■ Supplied passage:

I stood behind a light wooden podium, that rocked forward when I would put too much weight on it, and read an excerpt from one of my articles to a crowd of approximately 50 people, 47 of whom were White. I felt a bit self-conscious, as I oftentimes do, speaking to this particular audience, as the piece I was sharing spoke to the struggles of being a Black woman living in an overwhelmingly white area. So every now and then, my nervousness would cause me to lean too much on the podium, causing us both to slightly tip forward. I made it through my reading without either of us, the podium or me, falling and walked back to my seat to listen to the other two authors read.
Their voices and stories calmed any remaining nerves, so I was relaxed when the audience was invited to mingle with and ask questions of the authors. A White woman whom I guess was in her 70s, wearing an outfit that spoke of rich-bohemian leanings, approached me with fuchsia-painted lips, grabbed my hand, fixed her gray-blue eyes on my brown ones, and enthusiastically exclaimed, “I just loved your story.”
We went on to discuss varying subjects that I can’t quite recall. She was dynamic and bold—the type of woman I hope to be when I’m in my 70s: still fashionable, but more importantly, still passionate, concerned and involved about and in the state of our country. At the end of our conversation, she grabbed my hand again and stated, “Regardless of color, or of whether a woman is Black, brown, red, or yellow, we women need to be strong. We are in this together.” I smiled, mumbled something that showed my appreciation for her enthusiasm about my piece, and allowed her well-meaning intent to muzzle my honest response.
But internally I thought to myself, “No, no we are not. We are not in this together.”
I had met her before—or rather women similar to her: liberal, well-meaning, feminist White women, who are most comfortable with the narrative that all women are united in the mission to gain the same rights as men in this sexist society. They fervently want to proclaim that there is no difference, no divide between me and them – Black women and White women. They want to march for equal rights for women; write books and articles; lead diversity discussions, and comment on social media. They do lunch with their friends and female co-workers, of all races, and complain about inappropriate behavior, unequal pay, imbalanced work-loads or advancement opportunities.

■ Data shown:
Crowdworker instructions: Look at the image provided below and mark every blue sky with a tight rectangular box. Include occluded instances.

--

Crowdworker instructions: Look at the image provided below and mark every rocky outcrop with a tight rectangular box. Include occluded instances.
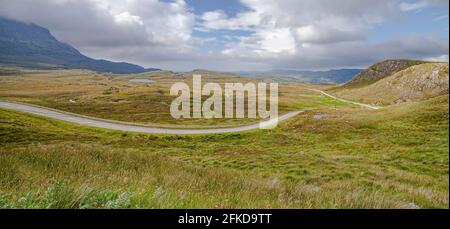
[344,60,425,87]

--

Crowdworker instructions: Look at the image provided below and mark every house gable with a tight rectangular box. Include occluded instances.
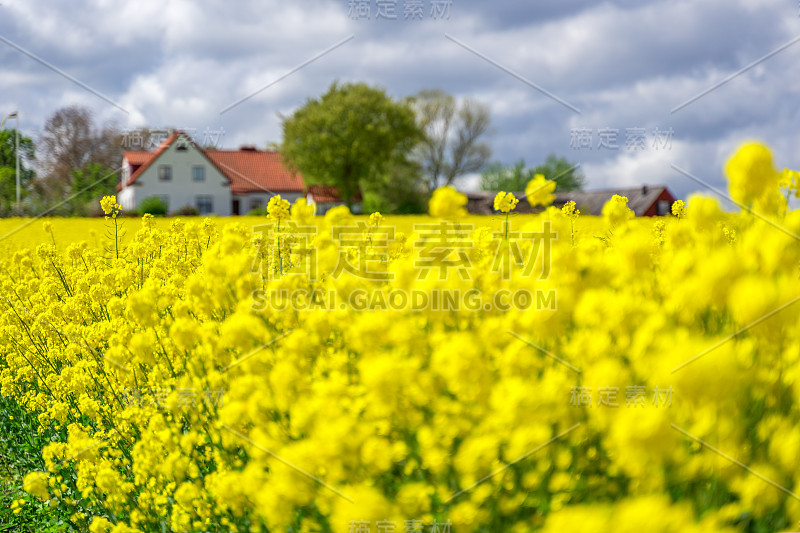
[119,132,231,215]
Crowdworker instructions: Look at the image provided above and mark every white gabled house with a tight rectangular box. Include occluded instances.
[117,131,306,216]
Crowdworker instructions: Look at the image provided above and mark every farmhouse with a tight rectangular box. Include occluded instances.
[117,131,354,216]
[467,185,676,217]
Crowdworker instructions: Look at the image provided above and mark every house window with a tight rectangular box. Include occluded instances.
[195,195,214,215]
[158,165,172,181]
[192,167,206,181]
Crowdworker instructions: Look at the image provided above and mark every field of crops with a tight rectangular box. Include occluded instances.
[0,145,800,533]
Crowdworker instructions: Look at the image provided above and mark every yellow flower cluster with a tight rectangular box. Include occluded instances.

■ Goals:
(a) In the essay about the podium reading, how many of the roughly 50 audience members were White?
(b) Pick up the essay about the podium reading after its final sentence and continue it.

■ Results:
(a) Forty-seven of them were White.

(b)
Undoubtedly, these women are earnest in their beliefs. They are pro-woman. They mean what they say and are committed to eliminating inequalities – at least until those interests conflict with the benefits of their privilege and the threat true diversity efforts pose to it.
We are not in this together.
My experience as a woman in America is drastically different because I am a Black-woman in America. The hyphen is long, loud and significant. Yes, all women are concerned about equal pay but those interests are not all equal. White women earn 81.9 percent of what White men earn, yet Black women in the U.S earn a substantially smaller percentage at just 61 cents for every dollar paid to white men. African Americans own approximately one-tenth of the wealth of white Americans (this is not surprising due to the 300 year head start that White people had in accumulating wealth quickly because of Black slaves providing them with free labor and mental capital).
We certainly have a shared interest in raising our respective children. But our children’s paths are wildly divergent and we have very different challenges and issues to overcome:
- Infant and adult mortality rates are far higher for Black vs. White children;
- Black children are prosecuted far more frequently, and more severely, than white students for the same infractions;
- Black children have an exponentially higher likelihood of being shot by police than white children.
So, white women, if you want us to be in this battle together, you must first look at the situation with honesty. Look at the remaining differences and the realities of racial disparities. To truly forge that connection you must first be willing to be uncomfortable and acknowledge your privilege.
Second, you’ve got to honestly be ready to deviate from the majority. 53% of White women ( compared to just 2% of Black women) voted for Donald Trump; and mid-term elections show the continuation of White women voting for candidates who are clearly xenophobic, misogynistic and racist. This difference, and the social dynamics underlying it, highlight that we are far from united in our interests and actions. Honesty about these differences is key to true understanding and change.
At bottom, while there are shared interests among women across racial divides, there are very real differences too. Recognition, acceptance and communication about these similarities and differences are key to moving any cause or effort forward. I am too tired living as a Black woman to cater to the feelings of guilt or need for comfort of a White woman. If White women genuinely want for all of us women to be united in the fight for female equality they must be willing to see themselves and their privilege; see us; see our entangled, troubled past, and our current challenges (different and shared). They’ve got to get real for us to get right.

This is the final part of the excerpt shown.